━━ Task data
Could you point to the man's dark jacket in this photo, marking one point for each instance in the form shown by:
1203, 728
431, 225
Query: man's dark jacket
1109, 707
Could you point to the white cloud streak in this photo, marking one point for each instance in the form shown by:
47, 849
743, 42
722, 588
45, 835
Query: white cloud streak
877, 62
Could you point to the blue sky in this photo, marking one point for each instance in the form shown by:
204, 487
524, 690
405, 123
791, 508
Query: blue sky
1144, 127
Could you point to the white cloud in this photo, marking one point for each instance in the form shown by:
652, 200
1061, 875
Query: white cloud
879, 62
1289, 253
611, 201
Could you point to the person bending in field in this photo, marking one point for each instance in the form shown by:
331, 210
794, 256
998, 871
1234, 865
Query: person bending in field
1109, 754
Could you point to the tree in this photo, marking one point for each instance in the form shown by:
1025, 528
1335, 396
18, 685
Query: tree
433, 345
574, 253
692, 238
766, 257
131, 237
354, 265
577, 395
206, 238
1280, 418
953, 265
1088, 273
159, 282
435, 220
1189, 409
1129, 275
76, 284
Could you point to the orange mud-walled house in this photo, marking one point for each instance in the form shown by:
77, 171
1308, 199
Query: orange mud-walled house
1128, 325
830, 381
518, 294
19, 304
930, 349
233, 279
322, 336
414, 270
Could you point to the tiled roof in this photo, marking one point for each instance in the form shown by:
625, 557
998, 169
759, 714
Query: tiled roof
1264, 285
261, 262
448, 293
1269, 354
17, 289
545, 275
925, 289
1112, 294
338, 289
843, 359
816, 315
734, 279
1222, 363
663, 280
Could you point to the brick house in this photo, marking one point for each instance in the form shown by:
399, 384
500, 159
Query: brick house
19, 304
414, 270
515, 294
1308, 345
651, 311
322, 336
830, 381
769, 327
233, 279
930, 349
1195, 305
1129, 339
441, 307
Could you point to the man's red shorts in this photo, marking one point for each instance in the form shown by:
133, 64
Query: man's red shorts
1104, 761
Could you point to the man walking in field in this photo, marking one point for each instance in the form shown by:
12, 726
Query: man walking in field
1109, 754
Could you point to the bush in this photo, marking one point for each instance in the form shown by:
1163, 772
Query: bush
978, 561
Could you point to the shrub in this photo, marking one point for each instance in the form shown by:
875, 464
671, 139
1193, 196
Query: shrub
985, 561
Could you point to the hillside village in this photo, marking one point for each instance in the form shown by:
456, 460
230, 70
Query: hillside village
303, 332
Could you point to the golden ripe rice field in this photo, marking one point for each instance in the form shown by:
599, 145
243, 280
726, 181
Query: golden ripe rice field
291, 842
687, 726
━━━━
#### Task directions
Exactly the lines from the one containing "Query: orange mud-walled house" through the final line above, and only those, should be given again.

#### Response to the exercise
Query: orange mud-walled house
1128, 325
830, 381
518, 294
19, 304
930, 349
233, 279
322, 336
414, 270
Could you point to the tiled roof in this photo, marking one point for each instance in the form shown by:
625, 557
998, 169
759, 714
Query: tiled roof
1264, 285
261, 262
448, 293
1269, 354
17, 289
545, 275
925, 289
1112, 294
338, 289
843, 359
816, 315
734, 279
1222, 363
663, 280
Could you point to the brick house in this photo, marking one point for each instance in the form shown by:
399, 384
500, 159
Query: brick house
19, 304
414, 270
515, 294
1308, 345
651, 311
322, 336
830, 381
769, 327
233, 279
930, 349
1195, 305
1129, 339
441, 307
Could you point to the man's red shorts in this photo, marking one point for each instance in the form shown by:
133, 64
Query: man's red shorts
1104, 761
Could you point to the man walking in field in this photo, marking one point for each instance in the form shown by:
12, 726
Query: man walking in field
1109, 754
Could you point to the bush in this photo, marking one point for each instance in the form shown by:
1163, 772
Query: bush
978, 561
Could you point to the shrub in this photo, marking one point for each instance in the form shown by:
875, 464
671, 139
1193, 196
Query: shrub
985, 561
Could you point to the hillside village in this photo, marking one point for each instance in the form shown by:
456, 460
230, 70
Query: hillside village
303, 332
Could you point to the golden ripe rice field in this photo, marking one point for each instance in the form shown by:
599, 145
243, 280
726, 181
Query: golden ripe rice field
291, 842
687, 726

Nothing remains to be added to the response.